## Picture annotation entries
_ _ _ _ _ _ _
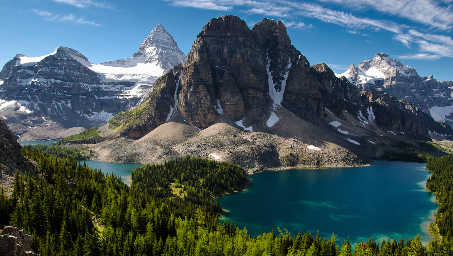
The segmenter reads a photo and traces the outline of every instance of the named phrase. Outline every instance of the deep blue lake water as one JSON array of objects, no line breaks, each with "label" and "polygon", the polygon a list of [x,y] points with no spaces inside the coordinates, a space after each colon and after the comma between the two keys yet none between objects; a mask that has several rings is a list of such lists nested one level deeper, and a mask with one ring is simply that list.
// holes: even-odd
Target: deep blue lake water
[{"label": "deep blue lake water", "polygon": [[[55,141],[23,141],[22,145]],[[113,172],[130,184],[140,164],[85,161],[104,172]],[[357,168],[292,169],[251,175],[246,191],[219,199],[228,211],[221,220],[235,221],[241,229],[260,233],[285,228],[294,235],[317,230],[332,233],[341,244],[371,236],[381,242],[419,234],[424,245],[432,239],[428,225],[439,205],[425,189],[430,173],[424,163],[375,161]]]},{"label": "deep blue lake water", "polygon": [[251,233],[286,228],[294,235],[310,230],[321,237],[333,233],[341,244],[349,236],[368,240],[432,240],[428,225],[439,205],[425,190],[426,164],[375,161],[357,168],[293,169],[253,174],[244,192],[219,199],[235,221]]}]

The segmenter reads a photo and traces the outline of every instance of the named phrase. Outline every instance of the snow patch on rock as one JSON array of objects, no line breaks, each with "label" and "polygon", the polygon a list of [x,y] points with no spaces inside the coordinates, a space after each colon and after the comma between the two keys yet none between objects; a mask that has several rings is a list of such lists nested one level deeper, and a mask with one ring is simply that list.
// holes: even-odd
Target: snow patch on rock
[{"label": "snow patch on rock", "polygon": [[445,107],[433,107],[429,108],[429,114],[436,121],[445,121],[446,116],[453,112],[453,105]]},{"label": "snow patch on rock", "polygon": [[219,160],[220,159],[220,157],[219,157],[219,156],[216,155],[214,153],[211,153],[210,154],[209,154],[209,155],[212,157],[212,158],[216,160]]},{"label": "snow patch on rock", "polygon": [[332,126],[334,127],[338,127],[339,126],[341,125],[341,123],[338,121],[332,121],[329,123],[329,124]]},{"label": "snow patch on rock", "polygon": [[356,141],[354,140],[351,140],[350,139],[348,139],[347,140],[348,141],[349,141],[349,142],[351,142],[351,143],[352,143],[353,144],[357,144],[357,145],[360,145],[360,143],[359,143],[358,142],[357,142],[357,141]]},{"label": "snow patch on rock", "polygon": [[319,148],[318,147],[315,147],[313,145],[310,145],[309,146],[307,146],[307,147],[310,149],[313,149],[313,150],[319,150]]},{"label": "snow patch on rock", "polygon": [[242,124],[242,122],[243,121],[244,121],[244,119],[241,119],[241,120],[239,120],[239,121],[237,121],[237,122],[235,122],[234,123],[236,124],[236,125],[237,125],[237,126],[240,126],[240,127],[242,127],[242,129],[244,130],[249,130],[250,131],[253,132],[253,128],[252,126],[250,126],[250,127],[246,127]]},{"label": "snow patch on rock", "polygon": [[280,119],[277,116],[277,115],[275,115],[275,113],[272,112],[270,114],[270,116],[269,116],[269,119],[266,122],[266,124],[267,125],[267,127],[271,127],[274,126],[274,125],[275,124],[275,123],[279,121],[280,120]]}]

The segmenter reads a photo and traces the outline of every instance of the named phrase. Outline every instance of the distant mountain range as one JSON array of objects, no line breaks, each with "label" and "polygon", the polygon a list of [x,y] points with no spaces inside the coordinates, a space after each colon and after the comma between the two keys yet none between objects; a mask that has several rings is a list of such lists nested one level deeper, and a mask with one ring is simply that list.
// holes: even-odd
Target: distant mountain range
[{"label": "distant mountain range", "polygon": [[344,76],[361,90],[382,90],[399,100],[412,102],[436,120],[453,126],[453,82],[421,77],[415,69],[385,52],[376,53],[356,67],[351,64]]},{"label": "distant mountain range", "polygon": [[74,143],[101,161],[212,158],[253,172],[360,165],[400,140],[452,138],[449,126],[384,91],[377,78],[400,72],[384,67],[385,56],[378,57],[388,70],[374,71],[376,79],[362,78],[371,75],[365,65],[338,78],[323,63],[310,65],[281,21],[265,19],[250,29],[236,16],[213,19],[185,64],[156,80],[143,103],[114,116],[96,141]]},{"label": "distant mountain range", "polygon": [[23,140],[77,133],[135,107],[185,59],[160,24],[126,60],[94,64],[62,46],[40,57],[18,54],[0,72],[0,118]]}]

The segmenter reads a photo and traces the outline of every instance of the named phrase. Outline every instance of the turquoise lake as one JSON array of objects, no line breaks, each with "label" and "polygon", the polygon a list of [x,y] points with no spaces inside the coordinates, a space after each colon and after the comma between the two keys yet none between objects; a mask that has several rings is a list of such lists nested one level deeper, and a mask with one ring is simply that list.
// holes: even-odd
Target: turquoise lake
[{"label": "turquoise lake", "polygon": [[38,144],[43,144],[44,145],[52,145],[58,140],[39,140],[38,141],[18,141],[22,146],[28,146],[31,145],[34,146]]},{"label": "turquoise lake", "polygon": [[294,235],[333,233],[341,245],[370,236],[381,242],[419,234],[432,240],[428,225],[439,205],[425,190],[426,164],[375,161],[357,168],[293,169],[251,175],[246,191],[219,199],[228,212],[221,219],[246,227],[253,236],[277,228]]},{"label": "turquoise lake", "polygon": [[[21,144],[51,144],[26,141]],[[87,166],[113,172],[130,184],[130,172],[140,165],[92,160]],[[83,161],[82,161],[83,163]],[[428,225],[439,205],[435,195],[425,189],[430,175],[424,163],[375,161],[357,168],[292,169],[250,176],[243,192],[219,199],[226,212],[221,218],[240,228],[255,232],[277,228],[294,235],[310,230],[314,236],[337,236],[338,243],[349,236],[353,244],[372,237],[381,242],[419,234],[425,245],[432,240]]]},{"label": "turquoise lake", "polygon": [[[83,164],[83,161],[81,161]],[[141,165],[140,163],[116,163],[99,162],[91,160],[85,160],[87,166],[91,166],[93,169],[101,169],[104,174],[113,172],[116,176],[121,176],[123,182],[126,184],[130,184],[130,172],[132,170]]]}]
_ _ _ _ _ _ _
Transcribe the whole listing exactly. Pictures stay out of your copy.

## Result below
The segmenter reads a photo and traces the outline of every instance of the named phrase. Outline every instance of the deep blue lake water as one JSON array of objects, no line breaks, each with "label" and "polygon", the polygon a list of [x,y] points with no spaces inside the coordinates, a space after each colon and after the comma between the two keys yet none between objects; a mask that has several rings is a list of such lists nested one level deeper, and a mask with one ring is simply that list.
// holes: even-odd
Target: deep blue lake water
[{"label": "deep blue lake water", "polygon": [[[55,141],[23,141],[22,145]],[[113,172],[130,184],[140,164],[85,161],[104,172]],[[357,168],[292,169],[251,175],[246,191],[219,199],[228,211],[221,220],[235,221],[241,229],[260,233],[285,228],[294,235],[317,230],[332,233],[341,244],[371,236],[381,242],[419,234],[424,245],[432,239],[428,225],[439,205],[425,189],[430,173],[424,163],[375,161]]]},{"label": "deep blue lake water", "polygon": [[251,233],[286,228],[294,235],[310,230],[321,237],[333,233],[341,244],[349,236],[368,240],[432,240],[428,225],[439,205],[425,190],[426,164],[375,161],[357,168],[293,169],[253,174],[244,192],[219,199],[235,221]]}]

The segmenter reads a photo and traces the outline of every instance of the named phrase. Outline every instance of the snow patch on rock as one JSON array of objects, no line breaks, each with "label" and "polygon", the polygon a list of [x,y] points with no spaces inside the coordinates, a space after each colon and after the comma between the two keys yet none between objects; a mask that has several rings is a list of such lists nested one level deeper, and a mask with one ring is simply that list.
// holes: even-odd
Target: snow patch on rock
[{"label": "snow patch on rock", "polygon": [[445,107],[433,107],[429,108],[429,114],[436,121],[445,121],[446,116],[453,112],[453,105]]},{"label": "snow patch on rock", "polygon": [[219,160],[220,159],[220,157],[219,157],[219,156],[216,155],[214,153],[211,153],[210,154],[209,154],[209,155],[212,157],[212,158],[216,160]]},{"label": "snow patch on rock", "polygon": [[332,126],[334,127],[338,127],[339,126],[341,125],[341,123],[338,121],[332,121],[329,123],[329,124]]},{"label": "snow patch on rock", "polygon": [[356,141],[354,140],[351,140],[350,139],[348,139],[347,140],[348,141],[349,141],[349,142],[351,142],[351,143],[352,143],[353,144],[357,144],[357,145],[360,145],[360,143],[359,143],[358,142],[357,142],[357,141]]},{"label": "snow patch on rock", "polygon": [[319,148],[318,147],[315,147],[313,145],[310,145],[309,146],[307,146],[307,147],[310,149],[313,149],[313,150],[319,150]]},{"label": "snow patch on rock", "polygon": [[242,124],[242,122],[243,121],[244,121],[244,119],[241,119],[241,120],[239,120],[239,121],[237,121],[237,122],[235,122],[234,123],[236,124],[236,125],[237,125],[237,126],[240,126],[240,127],[242,127],[242,129],[244,130],[249,130],[250,131],[253,132],[253,128],[252,126],[250,126],[250,127],[246,127]]},{"label": "snow patch on rock", "polygon": [[280,119],[277,116],[277,115],[275,115],[275,113],[272,112],[270,114],[270,116],[269,116],[269,119],[266,122],[266,124],[267,125],[267,127],[271,127],[274,126],[274,125],[275,124],[275,123],[279,121],[280,120]]}]

The segmenter reads a photo and traces the outline of every instance of the named phrase. Outline every instance of the distant mountain range as one JSON array of objects, no line breaks, each with "label" and "polygon", the polygon a list of [x,y] points with no spaces inside the coordinates, a space after each colon and after the comma between the two keys yet none between objects; a mask that has several rings is a list of such lists nested one level deeper, and a mask with one ring is simply that list.
// holes: even-odd
Target: distant mountain range
[{"label": "distant mountain range", "polygon": [[344,76],[361,90],[382,90],[399,100],[412,102],[436,120],[453,126],[453,82],[421,77],[415,69],[385,52],[376,53],[356,67],[351,64]]},{"label": "distant mountain range", "polygon": [[74,143],[101,161],[212,158],[253,172],[360,165],[400,140],[452,138],[449,126],[384,91],[377,78],[400,72],[384,67],[385,56],[378,57],[388,70],[374,71],[376,79],[362,78],[371,75],[365,65],[338,78],[323,63],[310,65],[281,21],[265,19],[250,29],[236,16],[213,19],[185,64],[156,80],[143,103],[114,116],[96,141]]},{"label": "distant mountain range", "polygon": [[23,140],[77,133],[135,107],[185,59],[160,24],[126,60],[94,64],[62,46],[40,57],[18,54],[0,72],[0,118]]}]

The segmenter reads a photo and traces the outline of every instance of the named phrase. Outline every instance of the turquoise lake as one JSON array of objects, no line breaks, each with "label" and "polygon", the polygon a list of [x,y] points with no spaces inside the coordinates, a space after each colon and after the comma between the two keys yet none between objects; a mask that has several rings is a list of such lists nested one level deeper, and a mask with one ring is simply that list.
// holes: even-odd
Target: turquoise lake
[{"label": "turquoise lake", "polygon": [[38,144],[43,144],[44,145],[52,145],[58,140],[39,140],[38,141],[18,141],[22,146],[28,146],[31,145],[34,146]]},{"label": "turquoise lake", "polygon": [[294,235],[333,233],[341,245],[370,236],[381,242],[419,234],[432,240],[428,225],[439,205],[425,190],[426,164],[375,161],[357,168],[293,169],[251,175],[246,191],[219,199],[228,212],[221,219],[246,227],[253,236],[277,228]]},{"label": "turquoise lake", "polygon": [[[21,144],[51,144],[26,141]],[[87,166],[113,172],[130,184],[130,172],[140,165],[92,160]],[[83,161],[82,161],[83,163]],[[428,225],[439,205],[435,195],[425,189],[430,175],[424,163],[375,161],[357,168],[292,169],[250,176],[243,192],[219,199],[226,212],[221,218],[240,228],[255,232],[277,228],[294,235],[310,230],[314,236],[337,236],[338,243],[349,236],[353,244],[372,237],[381,242],[419,234],[425,245],[432,240]]]},{"label": "turquoise lake", "polygon": [[[83,164],[83,161],[81,161]],[[141,165],[140,163],[116,163],[99,162],[91,160],[85,160],[87,166],[91,166],[93,169],[101,169],[104,174],[113,172],[116,176],[121,176],[123,182],[126,184],[130,184],[130,172],[132,170]]]}]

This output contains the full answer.